[INFORMATION PROVIDED]:

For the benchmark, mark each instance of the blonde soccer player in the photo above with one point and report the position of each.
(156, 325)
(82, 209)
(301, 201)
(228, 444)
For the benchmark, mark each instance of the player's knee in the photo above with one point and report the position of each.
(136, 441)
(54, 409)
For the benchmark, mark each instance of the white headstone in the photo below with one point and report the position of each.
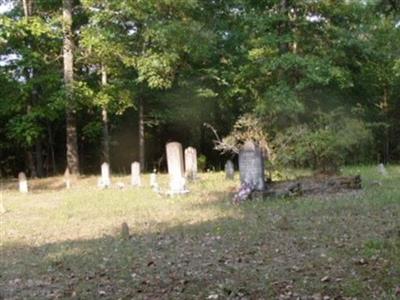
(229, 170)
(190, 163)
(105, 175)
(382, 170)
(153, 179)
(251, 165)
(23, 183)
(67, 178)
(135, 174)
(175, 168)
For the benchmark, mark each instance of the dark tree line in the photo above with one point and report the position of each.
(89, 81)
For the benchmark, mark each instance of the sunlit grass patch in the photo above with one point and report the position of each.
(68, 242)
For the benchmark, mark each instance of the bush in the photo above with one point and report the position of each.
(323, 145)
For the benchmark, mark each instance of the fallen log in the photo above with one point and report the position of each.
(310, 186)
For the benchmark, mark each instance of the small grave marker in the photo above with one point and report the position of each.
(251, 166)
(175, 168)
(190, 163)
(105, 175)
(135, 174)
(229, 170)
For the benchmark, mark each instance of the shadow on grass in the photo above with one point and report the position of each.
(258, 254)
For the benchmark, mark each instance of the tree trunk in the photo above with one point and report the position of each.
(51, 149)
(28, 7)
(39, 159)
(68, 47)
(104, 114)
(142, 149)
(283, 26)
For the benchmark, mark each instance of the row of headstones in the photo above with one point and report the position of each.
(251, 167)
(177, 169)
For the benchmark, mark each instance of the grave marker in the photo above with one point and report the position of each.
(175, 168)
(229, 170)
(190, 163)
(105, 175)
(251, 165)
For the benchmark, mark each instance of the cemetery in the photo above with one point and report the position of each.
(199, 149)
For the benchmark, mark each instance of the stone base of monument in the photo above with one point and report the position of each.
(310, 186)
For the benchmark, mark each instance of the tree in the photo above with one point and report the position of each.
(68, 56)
---
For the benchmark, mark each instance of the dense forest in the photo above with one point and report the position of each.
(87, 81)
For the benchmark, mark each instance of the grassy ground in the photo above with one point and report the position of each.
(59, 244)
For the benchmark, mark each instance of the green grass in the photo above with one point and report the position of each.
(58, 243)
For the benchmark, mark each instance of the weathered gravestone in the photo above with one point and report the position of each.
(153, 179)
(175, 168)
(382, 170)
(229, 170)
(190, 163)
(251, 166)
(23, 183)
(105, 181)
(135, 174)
---
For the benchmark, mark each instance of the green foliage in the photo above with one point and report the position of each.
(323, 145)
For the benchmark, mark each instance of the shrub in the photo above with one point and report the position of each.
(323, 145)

[GIVEN EXERCISE]: Which lines in the material above contain the word "marker"? Report each one in full.

[TASK RESULT]:
For the benchmark, mark each instance of the small grave marker in the photo above with one point and report the position of each.
For the benchmark, mark each instance of the grave marker in the photo above with one point and report the position of each.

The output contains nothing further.